• [TASK STATEMENT]:
Your job is to restate each entry word for word.

[Dataset rows on where objects appear]
--- START ---

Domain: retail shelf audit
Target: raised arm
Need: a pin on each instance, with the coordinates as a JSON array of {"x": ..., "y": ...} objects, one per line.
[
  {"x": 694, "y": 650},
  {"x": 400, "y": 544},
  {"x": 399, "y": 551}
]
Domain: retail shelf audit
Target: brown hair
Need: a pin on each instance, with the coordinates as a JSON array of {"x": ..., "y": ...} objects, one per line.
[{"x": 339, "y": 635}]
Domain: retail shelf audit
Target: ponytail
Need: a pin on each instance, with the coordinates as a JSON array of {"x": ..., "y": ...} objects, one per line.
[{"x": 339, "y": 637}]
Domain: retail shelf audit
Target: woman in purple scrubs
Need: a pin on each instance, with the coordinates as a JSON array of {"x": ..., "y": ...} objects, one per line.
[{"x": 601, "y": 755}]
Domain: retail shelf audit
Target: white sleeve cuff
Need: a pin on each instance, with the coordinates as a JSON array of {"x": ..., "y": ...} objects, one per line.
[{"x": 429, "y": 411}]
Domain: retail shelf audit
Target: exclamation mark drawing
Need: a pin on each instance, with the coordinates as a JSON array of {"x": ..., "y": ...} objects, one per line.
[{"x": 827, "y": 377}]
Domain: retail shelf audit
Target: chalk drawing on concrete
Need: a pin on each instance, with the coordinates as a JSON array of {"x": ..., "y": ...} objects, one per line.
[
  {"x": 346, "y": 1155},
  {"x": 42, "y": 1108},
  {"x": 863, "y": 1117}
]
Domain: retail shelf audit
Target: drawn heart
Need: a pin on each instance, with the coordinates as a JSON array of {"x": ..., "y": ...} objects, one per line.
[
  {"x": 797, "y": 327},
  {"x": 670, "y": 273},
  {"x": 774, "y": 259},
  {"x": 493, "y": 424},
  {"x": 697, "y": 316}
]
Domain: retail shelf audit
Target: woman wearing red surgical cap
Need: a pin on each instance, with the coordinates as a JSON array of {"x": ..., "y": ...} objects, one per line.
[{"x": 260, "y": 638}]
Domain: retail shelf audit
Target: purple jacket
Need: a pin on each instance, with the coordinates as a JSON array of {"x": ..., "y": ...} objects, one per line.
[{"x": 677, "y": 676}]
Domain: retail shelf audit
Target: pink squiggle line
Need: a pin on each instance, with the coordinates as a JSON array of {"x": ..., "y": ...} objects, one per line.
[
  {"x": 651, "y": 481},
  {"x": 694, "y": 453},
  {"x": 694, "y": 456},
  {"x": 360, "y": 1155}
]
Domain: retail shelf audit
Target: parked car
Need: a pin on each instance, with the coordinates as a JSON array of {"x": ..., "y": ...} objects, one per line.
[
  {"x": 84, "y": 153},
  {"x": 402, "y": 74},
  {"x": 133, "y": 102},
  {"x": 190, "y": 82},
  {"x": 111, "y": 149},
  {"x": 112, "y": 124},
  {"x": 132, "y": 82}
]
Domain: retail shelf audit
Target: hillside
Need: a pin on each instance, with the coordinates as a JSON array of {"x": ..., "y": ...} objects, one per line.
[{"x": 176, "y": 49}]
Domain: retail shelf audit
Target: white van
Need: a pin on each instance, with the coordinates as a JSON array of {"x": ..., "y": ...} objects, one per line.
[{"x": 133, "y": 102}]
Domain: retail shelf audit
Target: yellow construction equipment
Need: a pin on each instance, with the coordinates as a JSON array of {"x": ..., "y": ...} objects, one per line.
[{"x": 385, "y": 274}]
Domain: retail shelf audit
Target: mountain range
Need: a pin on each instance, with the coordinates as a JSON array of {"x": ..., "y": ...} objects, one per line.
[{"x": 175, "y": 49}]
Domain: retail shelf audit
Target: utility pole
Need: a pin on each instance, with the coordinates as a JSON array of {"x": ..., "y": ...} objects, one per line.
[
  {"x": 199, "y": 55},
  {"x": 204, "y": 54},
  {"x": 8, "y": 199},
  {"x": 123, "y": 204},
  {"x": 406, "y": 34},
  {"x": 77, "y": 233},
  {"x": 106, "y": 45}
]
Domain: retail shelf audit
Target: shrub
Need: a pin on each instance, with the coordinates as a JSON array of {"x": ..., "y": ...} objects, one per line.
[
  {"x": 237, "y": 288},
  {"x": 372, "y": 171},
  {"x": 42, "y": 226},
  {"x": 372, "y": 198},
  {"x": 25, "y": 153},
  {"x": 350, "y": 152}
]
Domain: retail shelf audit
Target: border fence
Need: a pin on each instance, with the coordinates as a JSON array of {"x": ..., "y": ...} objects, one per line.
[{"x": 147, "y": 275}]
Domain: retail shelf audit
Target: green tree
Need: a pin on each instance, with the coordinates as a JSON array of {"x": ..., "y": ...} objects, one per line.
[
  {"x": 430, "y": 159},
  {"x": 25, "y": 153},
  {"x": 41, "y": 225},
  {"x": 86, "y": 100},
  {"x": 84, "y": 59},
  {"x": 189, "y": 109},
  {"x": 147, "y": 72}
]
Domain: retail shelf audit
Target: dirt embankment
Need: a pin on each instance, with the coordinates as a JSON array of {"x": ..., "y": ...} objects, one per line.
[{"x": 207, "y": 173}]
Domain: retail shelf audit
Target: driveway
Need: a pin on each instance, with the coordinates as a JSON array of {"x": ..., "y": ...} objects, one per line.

--- END ---

• [WRITTEN SOLUTION]:
Domain: retail shelf audit
Target: raised arm
Need: a pin on each instance, with the coordinates as a JSON array of {"x": ..., "y": ...} objects, one per line.
[
  {"x": 694, "y": 650},
  {"x": 400, "y": 544},
  {"x": 399, "y": 551}
]
Domain: retail shelf audit
Target: brown hair
Need: a pin on each instance, with the coordinates as a JSON array of {"x": ..., "y": ...} objects, one per line.
[{"x": 339, "y": 635}]
Domain: retail shelf audit
Target: ponytail
Need: a pin on each instance, with the coordinates as a JSON array of {"x": ..., "y": ...} objects, one per line.
[{"x": 339, "y": 637}]
Domain: retail shelf audit
Target: woman in purple scrubs
Need: a pin on each instance, with the coordinates as a JSON array of {"x": ..., "y": ...} objects, one per line.
[{"x": 601, "y": 755}]
Domain: retail shelf audit
Target: white sleeve cuff
Need: a pin on each instance, with the coordinates as a JSON array of {"x": ..., "y": ...} objects, one per line.
[{"x": 429, "y": 411}]
Domain: retail shelf audit
Target: exclamation mark drawing
Need: a pin on each instance, with the coordinates as a JSON array of {"x": ..., "y": ...} objects, one per line.
[{"x": 827, "y": 377}]
Domain: retail shelf audit
Target: chalk drawing on concrete
Need: a pin on each instance, with the coordinates as a JSON array of {"x": ..., "y": ...} objects, one per line.
[
  {"x": 346, "y": 1155},
  {"x": 42, "y": 1108},
  {"x": 863, "y": 1117}
]
Domain: retail shelf audit
Target: drawn heart
Need: a pin on each instance, with the coordinates as a JSON array of {"x": ..., "y": ...} objects, one per line.
[
  {"x": 797, "y": 327},
  {"x": 670, "y": 273},
  {"x": 774, "y": 259},
  {"x": 493, "y": 424},
  {"x": 697, "y": 316}
]
Domain: retail shelf audit
Target: woman wearing red surgical cap
Need: a pin on each instance, with the coordinates as a JSON array of {"x": ..., "y": ...} objects, one per line.
[{"x": 260, "y": 638}]
Domain: retail shelf audit
Target: purple jacket
Need: a pin on each instance, with the coordinates as a JSON array of {"x": ..., "y": ...} objects, one per line.
[{"x": 677, "y": 676}]
Domain: retail shelf audit
Target: pink squiggle line
Need: a pin on each instance, with the coordinates as a JSON array of {"x": ..., "y": ...} objects, one per line.
[
  {"x": 651, "y": 481},
  {"x": 694, "y": 453},
  {"x": 694, "y": 456},
  {"x": 360, "y": 1155}
]
Domain: retail shelf audit
Target: parked car
Need: a pin on each instance, with the coordinates as a JSON array of {"x": ..., "y": ...} objects, one per line.
[
  {"x": 84, "y": 153},
  {"x": 402, "y": 74},
  {"x": 133, "y": 102},
  {"x": 190, "y": 82},
  {"x": 111, "y": 149},
  {"x": 112, "y": 124},
  {"x": 132, "y": 82}
]
Domain: retail shelf audit
Target: hillside
Need: a pin on each instance, with the coordinates as a JSON array of {"x": ..., "y": ...} objects, one per line.
[{"x": 176, "y": 49}]
Domain: retail shelf audit
Target: white van
Need: a pin on each instance, with the coordinates as a JSON array of {"x": ..., "y": ...} objects, one per line.
[{"x": 133, "y": 102}]
Domain: retail shelf audit
Target: yellow construction equipment
Need: a pin on each instance, with the coordinates as a JSON array of {"x": ..., "y": ...} objects, one per line.
[{"x": 385, "y": 274}]
Domain: retail shelf audit
Target: mountain range
Need: a pin on each instance, with the coordinates as a JSON array of {"x": ..., "y": ...} objects, one per line.
[{"x": 175, "y": 49}]
Domain: retail shelf audit
Target: utility pole
Need: a pin on each instance, with the coordinates as a JSON array of {"x": ..., "y": ...} objects, one per line.
[
  {"x": 199, "y": 55},
  {"x": 204, "y": 54},
  {"x": 8, "y": 199},
  {"x": 123, "y": 204},
  {"x": 406, "y": 34},
  {"x": 77, "y": 233},
  {"x": 106, "y": 45}
]
Domain: retail shelf audit
Target: shrub
Need: a pin on each instance, with the coordinates as a JSON array of {"x": ..., "y": ...} objects, one per line.
[
  {"x": 237, "y": 288},
  {"x": 372, "y": 171},
  {"x": 42, "y": 226},
  {"x": 372, "y": 198},
  {"x": 25, "y": 153},
  {"x": 350, "y": 152}
]
Domain: retail shelf audit
Target: border fence
Need: a pin on each instance, with the coordinates as a JSON array of {"x": ..., "y": ...} objects, one per line.
[{"x": 147, "y": 275}]
Domain: retail shelf audit
Target: green tree
Need: a pin on each instance, with the coordinates as a JSON array of {"x": ..., "y": ...} objects, one per line.
[
  {"x": 430, "y": 159},
  {"x": 25, "y": 153},
  {"x": 41, "y": 225},
  {"x": 86, "y": 100},
  {"x": 84, "y": 59},
  {"x": 189, "y": 109},
  {"x": 147, "y": 72}
]
Domain: retail shelf audit
Target: dirt embankment
Need: a pin on each instance, with the coordinates as a JSON array of {"x": ..., "y": ...} objects, one per line.
[{"x": 207, "y": 173}]
Domain: retail shelf audit
Target: driveway
Need: a pin on each instance, with the coordinates as a JSON array of {"x": ..., "y": ...} objects, one per line.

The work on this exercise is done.